[[ EXERCISE DATA, beginning ]]
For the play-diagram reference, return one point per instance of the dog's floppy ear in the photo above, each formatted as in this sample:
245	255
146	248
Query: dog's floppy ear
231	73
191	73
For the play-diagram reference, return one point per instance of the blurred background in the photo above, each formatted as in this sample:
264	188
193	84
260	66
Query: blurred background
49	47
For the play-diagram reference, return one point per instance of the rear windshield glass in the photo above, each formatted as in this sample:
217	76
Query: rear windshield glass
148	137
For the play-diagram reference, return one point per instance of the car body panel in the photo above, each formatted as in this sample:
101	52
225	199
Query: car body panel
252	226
[[ EXERCISE DATA, end ]]
[[ EXERCISE DATA, beginning ]]
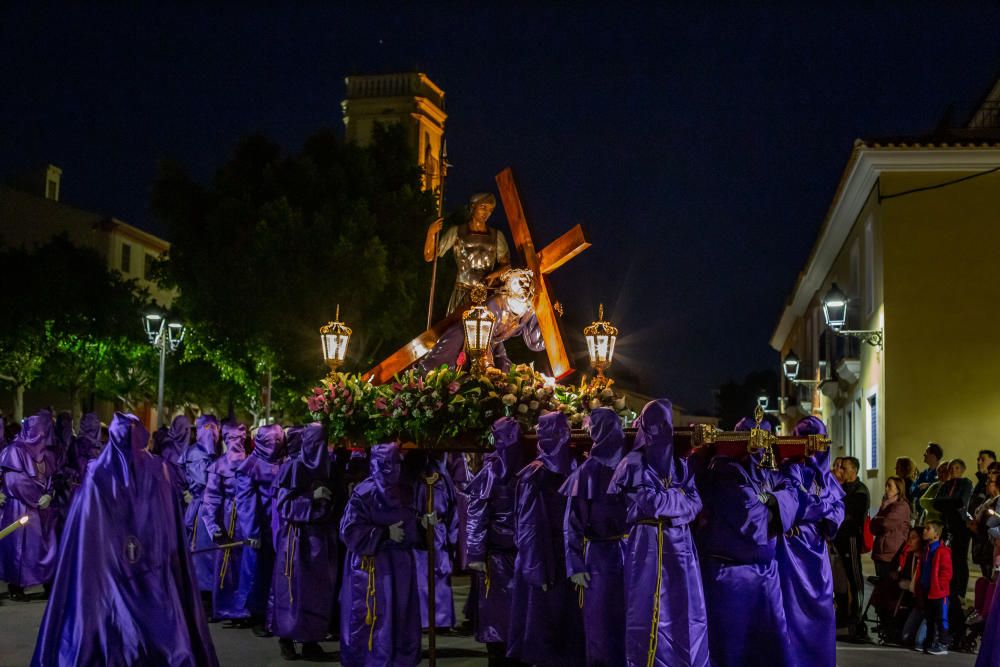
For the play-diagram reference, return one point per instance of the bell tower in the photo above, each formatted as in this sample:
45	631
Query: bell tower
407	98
[[ EXERCISE DATA, end ]]
[[ EXERCISE DATA, beginning ]]
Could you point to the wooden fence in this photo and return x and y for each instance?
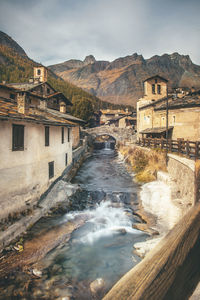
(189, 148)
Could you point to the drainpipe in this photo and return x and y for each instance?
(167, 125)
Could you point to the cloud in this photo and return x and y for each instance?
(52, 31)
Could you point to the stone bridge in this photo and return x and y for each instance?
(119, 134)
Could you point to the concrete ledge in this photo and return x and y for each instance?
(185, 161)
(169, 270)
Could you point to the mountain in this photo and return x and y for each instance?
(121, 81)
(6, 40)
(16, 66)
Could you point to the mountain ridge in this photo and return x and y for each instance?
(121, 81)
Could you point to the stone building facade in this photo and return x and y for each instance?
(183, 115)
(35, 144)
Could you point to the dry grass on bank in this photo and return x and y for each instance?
[[ EXERCISE DATA, end ]]
## PROBLEM TO SOLVE
Where does "above" appear in the listing? Show every line that has it.

## WRITTEN RESPONSE
For the play-diagram reference, return one point per instance of the dog's floppy ear in the photo above, each formatted as in this sample:
For the play-diagram reference, return one point per instance of the blurred background in the photo above, each formatted as in this sample:
For the play-diagram reference, return one point per instance of the rear windshield glass in the photo above, each formatted as in this sample:
For the play-diagram reference, return one point per instance of the car body panel in the photo above, each formatted as in this sample:
For the play-diagram reference, return one point per instance of the bell tower in the photo above, each formatted as in this sample:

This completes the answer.